_Required actions_:
1) List every contributor credited on "Conversion" in the post about Hourman #6, with the role given for each.
2) Pick up the post about Hourman #6 after its final sentence and write the next part.

_Text section_:
Sunday, December 25, 2022

Sunday Splash Page #250

 
"Conversion," Hourman #6, by Tom Peyer (writer), Rags Morales (penciler), David Meikis (inker), John Kalisz and Heroic Age (colorists), Kurt Hathaway (letterer)

Coming out of DC One Million, Tom Peyer and Rags Morales focused on a version of Hourman from the 853rd Century, now sightseeing in the 20th Century. With the notion ostensibly being that the android needed to learn more about not being omnipotent, the creative team made sure to create a lot of different people and aspects for Hourman to play off of and contrast with. They paired him primarily with former Justice League mascot Snapper Carr, for starters, now bumming around writing a memoir in his old home town. Snapper knew all about being human, and all about being around superhumans. He also knew a lot about failure and guilt, and didn't always exercise good judgment in his advice.

Snapper also knew a lot of more or less ordinary people, from his ex-girlfriend Beth, to her cantankerous sheriff of a mother, Aubrey. All of which gave "Ty" a chance to interact with people who weren't superheroes and learn about being human as well. Some of this played as comedy, Ty learning how to order a coffee and finding out he and caffeine don't mix. Some of it is more melodramatic, as Ty and Beth fall for each other, though the creative team blessedly avoid any love triangle with them and Snapper. And sometimes it's more serious, Ty resisting making decisions on his own, or Snapper and Beth dealing with their advice having negative consequences.

Because this is DC, there had to be a legacy aspect, so Hourman also tried to investigate the heroic tradition he was part of, mostly through the original Hourman. I don't know if the notion Rex Tyler tended to get a little nuts or boorish when he was on Miraclo was already going around, or if it started here (I feel like James Robinson nodded towards it at times in Starman), but the android gets glimpses of his ancestor that aren't too flattering.

Snapper also has to try and come to grips with that time the Joker tricked him into betraying the JLA, as well as the fact that at some point, he had space adventures as a guy who could teleport by snapping his fingers. Until he was captured and his hands got cut off. As far as I know, that's something Peyer retconned into Snapper's history, and I'm not sure why. To give him unresolved trauma that explains the fact he looks like shit constantly in this book and avoids contact with his old costumed pals?

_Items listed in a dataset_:
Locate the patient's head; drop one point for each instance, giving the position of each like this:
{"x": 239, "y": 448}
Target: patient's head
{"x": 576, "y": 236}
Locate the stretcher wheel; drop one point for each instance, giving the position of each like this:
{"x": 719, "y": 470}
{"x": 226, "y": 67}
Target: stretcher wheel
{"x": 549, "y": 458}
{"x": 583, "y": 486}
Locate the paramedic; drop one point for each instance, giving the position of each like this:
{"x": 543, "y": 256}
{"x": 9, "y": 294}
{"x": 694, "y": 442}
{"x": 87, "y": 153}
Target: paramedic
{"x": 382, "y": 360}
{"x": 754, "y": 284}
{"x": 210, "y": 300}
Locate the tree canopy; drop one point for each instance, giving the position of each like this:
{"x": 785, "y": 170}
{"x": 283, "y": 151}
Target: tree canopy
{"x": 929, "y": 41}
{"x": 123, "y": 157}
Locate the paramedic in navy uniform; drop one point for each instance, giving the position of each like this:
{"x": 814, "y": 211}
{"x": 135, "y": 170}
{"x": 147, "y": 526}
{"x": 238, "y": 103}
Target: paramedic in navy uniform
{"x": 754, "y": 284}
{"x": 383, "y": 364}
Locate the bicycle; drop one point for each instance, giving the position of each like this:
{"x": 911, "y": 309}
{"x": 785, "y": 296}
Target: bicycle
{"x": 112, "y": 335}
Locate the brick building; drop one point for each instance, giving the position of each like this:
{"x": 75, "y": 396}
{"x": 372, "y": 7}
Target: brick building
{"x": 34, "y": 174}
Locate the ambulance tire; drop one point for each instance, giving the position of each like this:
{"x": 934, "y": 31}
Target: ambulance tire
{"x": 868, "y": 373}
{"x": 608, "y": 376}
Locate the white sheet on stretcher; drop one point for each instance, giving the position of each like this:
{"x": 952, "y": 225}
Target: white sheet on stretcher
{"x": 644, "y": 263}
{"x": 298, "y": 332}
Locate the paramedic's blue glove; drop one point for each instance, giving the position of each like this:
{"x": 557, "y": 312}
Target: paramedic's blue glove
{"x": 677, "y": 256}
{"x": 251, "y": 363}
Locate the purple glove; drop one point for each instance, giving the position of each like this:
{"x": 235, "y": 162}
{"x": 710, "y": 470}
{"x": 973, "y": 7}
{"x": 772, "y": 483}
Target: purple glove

_Task-by-task results_:
1)
Tom Peyer (writer)
Rags Morales (penciler)
David Meikis (inker)
John Kalisz (colorist)
Heroic Age (colorist)
Kurt Hathaway (letterer)

2)
The book uses flashbacks, both to the Golden Age and Snapper's Silver Age JLA adventures, and Morales adopts a more simplified style for those parts (although the layouts and number of panels don't change much), while Kalisz' color work tends to simpler, broader schemes. Trying to evoke a different age, even if the flashback reveals things weren't so simple as the legends say.

But there's the legacy of the name he carries, and there's the legacy of his origins: an android. So Amazo, as maybe the earliest example, gets set up as a sort of foil. One frustrated by his own limitations, and envious of the limitations Hourman didn't have originally. He pops up several times, with various designs, including what I thought was a pretty cool one with a skull face. I don't know why Amazo settled on that design, but it looked cool.

As Amazo keeps taking different approaches, it forces Hourman to confront different issues. At one point, he has to deal with the fact he brought Amazo back, and got half his time powers stolen. Another time, Hourman feels he's been supplanted by a more experienced version of himself, and runs off to sulk on an entire star system devoted to celebrating him, before getting forcibly jolted out of his funk by a very harsh psychotherapist. In the story the splash page is from, Amazo is stealing humanity from his victims, rather than power, turning them into automatons instead. Hourman's got to deal with this without Snapper, while Amazo taunts him about being far more human now.

The book ends with a time-traveling field trip for Ty and the supporting cast, with Hourman returning them home, then rushing off to fight Amazo one more time. I have no idea what happened to the character after that, since at some point, the original Hourman's son got cured of some weird time-disease he had and became the Hourman who ran around in Geoff Johns' JSA.